Every line in the data must be transcribed exactly.

BEGIN

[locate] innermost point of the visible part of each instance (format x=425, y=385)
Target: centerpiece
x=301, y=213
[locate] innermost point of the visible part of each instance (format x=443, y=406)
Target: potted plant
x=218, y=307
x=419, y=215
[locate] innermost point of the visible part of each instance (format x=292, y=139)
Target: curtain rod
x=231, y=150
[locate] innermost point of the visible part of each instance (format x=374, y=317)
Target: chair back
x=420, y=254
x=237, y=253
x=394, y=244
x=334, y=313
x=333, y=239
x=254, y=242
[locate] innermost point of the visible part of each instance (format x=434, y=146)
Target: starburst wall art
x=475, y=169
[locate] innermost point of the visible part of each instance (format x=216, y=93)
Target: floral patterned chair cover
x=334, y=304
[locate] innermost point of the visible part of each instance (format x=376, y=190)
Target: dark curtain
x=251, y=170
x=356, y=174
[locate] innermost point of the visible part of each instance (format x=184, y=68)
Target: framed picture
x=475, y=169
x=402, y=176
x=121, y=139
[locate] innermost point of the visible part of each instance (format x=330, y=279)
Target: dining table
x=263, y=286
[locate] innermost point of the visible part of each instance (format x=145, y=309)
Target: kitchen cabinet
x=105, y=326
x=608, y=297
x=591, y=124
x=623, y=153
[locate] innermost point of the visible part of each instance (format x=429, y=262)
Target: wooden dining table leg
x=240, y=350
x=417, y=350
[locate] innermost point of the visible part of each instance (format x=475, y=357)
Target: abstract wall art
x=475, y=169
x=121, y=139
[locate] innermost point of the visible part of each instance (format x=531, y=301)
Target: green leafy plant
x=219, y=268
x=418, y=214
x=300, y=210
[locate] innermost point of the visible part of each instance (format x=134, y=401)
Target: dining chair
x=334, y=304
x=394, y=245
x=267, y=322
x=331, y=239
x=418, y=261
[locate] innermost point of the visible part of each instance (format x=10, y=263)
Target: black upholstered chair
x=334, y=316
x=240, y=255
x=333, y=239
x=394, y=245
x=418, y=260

END

Task output →
[locate] innermost point of the visible part of each instance (format x=425, y=385)
Target: centerpiece
x=301, y=213
[locate] innermost point of the visible part of each instance (format x=443, y=406)
Target: potted plant
x=218, y=307
x=419, y=215
[locate] innermost point of the visible part of each instance (format x=292, y=139)
Target: curtain rod
x=231, y=150
[locate] innermost point of the visible part of each instance (format x=374, y=317)
Target: chair back
x=420, y=254
x=237, y=253
x=394, y=244
x=334, y=313
x=333, y=239
x=254, y=242
[locate] innermost point of the visible part of each instance (format x=434, y=146)
Target: starburst wall art
x=475, y=169
[locate] innermost point of the visible part of each instance (format x=216, y=93)
Target: floral patterned chair cover
x=334, y=304
[locate] innermost point of the visible part of each instance (format x=376, y=190)
Target: dark curtain
x=251, y=170
x=356, y=174
[locate] innermost point of the visible part of each instance (format x=184, y=68)
Target: framed picture
x=475, y=169
x=402, y=176
x=121, y=139
[locate] innermost point of the visible part of each instance (format x=330, y=279)
Target: dining table
x=263, y=286
[locate] innermost point of the visible part of each instance (format x=145, y=309)
Target: kitchen cabinet
x=105, y=326
x=608, y=297
x=591, y=124
x=623, y=153
[locate] innermost point of the visible part of each instance (format x=429, y=262)
Target: wooden dining table leg
x=240, y=350
x=417, y=350
[locate] innermost point of the visible part of each instance (format x=475, y=357)
Target: abstract wall art
x=475, y=169
x=121, y=139
[locate] innermost point of the visible part of each instance (format x=531, y=301)
Target: green leafy plant
x=219, y=268
x=418, y=214
x=300, y=210
[locate] innermost point of the visible part of each instance (format x=134, y=401)
Target: dining chair
x=334, y=304
x=394, y=245
x=267, y=322
x=331, y=239
x=418, y=261
[locate] innermost point of the visible part of each instance (format x=10, y=263)
Target: black upholstered chair
x=334, y=316
x=240, y=255
x=333, y=239
x=394, y=245
x=418, y=260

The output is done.